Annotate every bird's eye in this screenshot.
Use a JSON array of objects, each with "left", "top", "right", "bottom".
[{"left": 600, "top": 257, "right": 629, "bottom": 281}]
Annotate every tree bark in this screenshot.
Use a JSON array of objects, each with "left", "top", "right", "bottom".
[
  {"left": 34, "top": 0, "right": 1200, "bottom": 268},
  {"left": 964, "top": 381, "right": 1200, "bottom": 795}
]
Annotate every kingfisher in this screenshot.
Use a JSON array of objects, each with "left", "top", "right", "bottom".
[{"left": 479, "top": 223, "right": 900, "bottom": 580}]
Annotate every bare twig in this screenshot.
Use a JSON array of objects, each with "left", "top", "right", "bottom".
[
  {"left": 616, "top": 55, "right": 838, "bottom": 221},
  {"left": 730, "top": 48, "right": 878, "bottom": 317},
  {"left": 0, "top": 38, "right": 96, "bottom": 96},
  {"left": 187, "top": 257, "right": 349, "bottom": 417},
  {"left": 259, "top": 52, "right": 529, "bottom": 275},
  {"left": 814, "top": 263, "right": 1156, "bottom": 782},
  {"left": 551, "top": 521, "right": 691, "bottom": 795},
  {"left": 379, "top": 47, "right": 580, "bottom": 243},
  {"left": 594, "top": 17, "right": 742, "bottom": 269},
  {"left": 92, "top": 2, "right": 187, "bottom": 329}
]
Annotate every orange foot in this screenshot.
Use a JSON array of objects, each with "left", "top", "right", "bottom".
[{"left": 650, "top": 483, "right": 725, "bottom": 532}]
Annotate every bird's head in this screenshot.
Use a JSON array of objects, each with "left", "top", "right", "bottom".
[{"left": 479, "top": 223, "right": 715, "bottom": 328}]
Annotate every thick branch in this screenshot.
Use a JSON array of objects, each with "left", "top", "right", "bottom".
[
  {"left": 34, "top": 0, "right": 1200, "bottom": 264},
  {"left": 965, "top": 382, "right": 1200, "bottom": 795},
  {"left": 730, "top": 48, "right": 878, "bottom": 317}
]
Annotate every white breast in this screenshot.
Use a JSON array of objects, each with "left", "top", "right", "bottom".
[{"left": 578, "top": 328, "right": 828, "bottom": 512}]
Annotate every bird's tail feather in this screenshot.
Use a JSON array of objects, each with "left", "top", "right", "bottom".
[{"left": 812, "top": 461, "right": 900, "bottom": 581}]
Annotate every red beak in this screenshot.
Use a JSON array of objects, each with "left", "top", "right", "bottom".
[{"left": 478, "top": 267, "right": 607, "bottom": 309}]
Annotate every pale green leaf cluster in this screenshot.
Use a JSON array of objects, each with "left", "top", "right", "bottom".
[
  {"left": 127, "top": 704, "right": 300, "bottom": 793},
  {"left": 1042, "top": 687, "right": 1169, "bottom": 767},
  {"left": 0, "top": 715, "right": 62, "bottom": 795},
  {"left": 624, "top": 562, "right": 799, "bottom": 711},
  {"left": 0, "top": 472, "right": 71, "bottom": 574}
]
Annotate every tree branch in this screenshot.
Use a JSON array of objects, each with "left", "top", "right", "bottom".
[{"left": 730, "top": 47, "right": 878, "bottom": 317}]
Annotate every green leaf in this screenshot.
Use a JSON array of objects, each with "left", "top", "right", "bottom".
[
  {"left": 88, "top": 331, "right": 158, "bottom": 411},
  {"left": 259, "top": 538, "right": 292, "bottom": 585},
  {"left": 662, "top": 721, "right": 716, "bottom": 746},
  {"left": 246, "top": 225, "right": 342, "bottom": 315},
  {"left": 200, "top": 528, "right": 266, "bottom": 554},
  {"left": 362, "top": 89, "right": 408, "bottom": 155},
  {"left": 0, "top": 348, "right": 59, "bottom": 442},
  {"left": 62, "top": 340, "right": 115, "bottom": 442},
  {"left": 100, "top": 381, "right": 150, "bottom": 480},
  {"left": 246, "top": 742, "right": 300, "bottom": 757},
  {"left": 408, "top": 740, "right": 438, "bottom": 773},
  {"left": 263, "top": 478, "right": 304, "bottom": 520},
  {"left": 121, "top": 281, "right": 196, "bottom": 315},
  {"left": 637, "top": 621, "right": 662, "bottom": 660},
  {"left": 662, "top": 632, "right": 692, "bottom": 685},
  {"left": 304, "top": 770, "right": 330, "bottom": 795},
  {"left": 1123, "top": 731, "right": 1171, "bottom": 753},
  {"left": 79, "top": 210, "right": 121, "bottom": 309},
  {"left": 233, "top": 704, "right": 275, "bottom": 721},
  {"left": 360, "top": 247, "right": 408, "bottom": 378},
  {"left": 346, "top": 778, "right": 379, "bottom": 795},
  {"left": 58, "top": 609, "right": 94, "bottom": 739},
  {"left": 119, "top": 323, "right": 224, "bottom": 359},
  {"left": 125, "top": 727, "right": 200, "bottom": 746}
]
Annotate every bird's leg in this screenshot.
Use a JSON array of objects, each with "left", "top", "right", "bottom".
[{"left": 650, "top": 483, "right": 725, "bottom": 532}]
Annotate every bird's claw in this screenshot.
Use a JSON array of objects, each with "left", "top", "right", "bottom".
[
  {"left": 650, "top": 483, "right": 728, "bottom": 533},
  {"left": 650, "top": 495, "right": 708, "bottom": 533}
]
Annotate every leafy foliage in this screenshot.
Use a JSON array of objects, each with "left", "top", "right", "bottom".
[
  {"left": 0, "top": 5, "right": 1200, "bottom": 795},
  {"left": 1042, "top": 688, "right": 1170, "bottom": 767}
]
§
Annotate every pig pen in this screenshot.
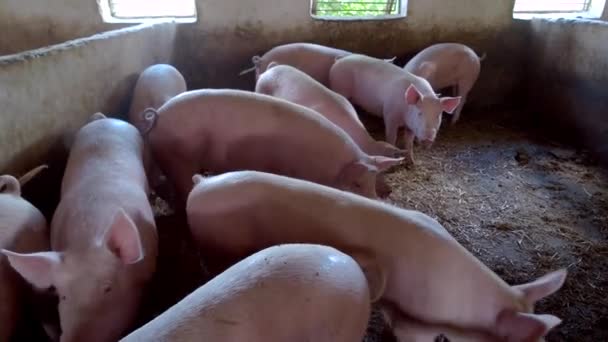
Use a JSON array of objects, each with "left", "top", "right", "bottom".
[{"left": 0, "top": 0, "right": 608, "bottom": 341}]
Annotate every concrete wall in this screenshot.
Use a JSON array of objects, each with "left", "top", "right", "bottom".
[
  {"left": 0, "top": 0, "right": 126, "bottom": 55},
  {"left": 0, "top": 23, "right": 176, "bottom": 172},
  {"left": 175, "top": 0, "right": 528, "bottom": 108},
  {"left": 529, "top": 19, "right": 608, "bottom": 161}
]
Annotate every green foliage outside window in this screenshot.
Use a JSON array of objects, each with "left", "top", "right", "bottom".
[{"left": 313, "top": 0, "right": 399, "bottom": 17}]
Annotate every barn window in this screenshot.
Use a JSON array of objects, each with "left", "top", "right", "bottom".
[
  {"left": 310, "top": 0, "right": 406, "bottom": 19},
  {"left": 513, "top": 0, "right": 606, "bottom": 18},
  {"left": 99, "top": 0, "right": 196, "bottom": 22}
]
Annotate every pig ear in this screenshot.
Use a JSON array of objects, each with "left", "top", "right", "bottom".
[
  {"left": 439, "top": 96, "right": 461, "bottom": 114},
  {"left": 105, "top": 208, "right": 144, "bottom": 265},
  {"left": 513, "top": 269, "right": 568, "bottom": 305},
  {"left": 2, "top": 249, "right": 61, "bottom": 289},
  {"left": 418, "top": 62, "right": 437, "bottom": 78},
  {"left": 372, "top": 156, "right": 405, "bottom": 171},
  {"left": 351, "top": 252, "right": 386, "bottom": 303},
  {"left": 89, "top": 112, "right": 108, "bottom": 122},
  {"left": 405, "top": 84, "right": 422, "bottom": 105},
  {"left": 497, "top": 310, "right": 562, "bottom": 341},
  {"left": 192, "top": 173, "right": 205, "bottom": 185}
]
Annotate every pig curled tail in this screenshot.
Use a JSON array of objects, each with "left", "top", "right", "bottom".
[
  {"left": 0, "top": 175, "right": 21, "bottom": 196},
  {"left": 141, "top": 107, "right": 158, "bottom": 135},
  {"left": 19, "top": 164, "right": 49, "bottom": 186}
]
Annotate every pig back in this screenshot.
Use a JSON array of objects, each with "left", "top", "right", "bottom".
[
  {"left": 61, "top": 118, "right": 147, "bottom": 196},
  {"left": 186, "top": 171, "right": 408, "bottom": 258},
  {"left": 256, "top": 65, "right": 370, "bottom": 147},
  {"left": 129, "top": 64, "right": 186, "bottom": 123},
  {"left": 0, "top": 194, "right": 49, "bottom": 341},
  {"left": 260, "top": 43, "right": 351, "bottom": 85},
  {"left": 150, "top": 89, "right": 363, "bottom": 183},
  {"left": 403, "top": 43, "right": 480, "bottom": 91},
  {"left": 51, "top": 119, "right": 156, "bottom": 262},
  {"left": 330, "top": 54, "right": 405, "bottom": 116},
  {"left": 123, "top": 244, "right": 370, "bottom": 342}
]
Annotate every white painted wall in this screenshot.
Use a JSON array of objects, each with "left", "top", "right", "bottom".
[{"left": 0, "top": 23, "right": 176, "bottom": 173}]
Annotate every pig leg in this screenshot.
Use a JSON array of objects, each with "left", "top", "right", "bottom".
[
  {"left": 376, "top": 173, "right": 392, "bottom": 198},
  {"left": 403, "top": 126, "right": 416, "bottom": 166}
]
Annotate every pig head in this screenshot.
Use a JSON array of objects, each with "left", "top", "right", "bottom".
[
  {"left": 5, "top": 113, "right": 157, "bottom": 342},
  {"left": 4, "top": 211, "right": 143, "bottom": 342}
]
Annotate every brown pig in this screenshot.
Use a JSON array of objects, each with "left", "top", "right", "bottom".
§
## Prompt
Show every line above that contains the word "green", matching case exactly.

## Exercise result
Annotate every pale green leaf cluster in this screenshot.
Annotate every green leaf in this screenshot.
Annotate every green foliage outside window in this screenshot.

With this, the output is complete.